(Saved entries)
════════════════════

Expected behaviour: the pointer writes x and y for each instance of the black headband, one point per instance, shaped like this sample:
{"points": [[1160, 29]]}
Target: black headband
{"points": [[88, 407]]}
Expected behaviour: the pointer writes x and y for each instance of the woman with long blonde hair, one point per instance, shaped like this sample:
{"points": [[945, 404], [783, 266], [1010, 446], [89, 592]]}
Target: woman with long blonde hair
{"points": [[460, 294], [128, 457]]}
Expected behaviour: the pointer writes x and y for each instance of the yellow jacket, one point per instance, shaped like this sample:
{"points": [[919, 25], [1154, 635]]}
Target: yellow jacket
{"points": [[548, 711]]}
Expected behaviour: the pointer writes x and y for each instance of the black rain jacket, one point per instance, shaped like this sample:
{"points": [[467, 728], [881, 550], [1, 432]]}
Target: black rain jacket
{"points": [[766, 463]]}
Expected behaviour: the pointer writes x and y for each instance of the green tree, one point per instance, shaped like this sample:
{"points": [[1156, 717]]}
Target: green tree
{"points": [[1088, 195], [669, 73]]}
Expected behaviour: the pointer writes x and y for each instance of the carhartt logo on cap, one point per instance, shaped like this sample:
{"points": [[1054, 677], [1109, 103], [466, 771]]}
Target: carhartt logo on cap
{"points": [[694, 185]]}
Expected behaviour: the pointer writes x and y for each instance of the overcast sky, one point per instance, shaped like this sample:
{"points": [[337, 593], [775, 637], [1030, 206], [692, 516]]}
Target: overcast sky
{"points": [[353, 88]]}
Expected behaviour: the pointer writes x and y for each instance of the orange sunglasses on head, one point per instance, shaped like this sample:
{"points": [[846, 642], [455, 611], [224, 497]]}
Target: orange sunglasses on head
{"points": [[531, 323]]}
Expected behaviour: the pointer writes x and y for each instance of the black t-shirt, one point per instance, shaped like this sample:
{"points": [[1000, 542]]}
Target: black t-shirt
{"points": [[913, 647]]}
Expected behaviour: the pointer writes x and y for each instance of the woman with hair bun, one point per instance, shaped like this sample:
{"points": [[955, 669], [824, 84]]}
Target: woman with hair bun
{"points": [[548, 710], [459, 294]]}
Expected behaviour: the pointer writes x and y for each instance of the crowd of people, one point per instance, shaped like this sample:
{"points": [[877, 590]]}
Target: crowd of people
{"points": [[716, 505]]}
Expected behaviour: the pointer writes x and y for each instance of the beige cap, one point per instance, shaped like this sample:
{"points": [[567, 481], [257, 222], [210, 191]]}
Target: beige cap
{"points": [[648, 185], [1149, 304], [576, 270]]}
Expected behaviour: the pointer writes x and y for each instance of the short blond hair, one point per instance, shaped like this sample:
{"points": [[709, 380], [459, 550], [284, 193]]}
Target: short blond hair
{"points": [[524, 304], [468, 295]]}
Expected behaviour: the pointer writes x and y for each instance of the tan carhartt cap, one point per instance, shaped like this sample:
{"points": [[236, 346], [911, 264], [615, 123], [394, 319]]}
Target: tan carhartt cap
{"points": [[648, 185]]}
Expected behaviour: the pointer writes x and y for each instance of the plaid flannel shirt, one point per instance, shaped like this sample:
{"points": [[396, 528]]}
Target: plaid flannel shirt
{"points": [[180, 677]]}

════════════════════

* **Written instruction**: Resize the part of the records that opens with the line containing "of the plaid" and runs through the end. Rewrite all of those lines, requests included, multiplying every point coordinate in the answers by 0.8 and rounding to whole numbers with halves rounded up.

* **Task response**:
Expected behaviour: the pointer writes x and y for each instance of the plaid flannel shirt, one point per instance, shaped like this sample:
{"points": [[396, 528]]}
Target: plaid flannel shirt
{"points": [[144, 542]]}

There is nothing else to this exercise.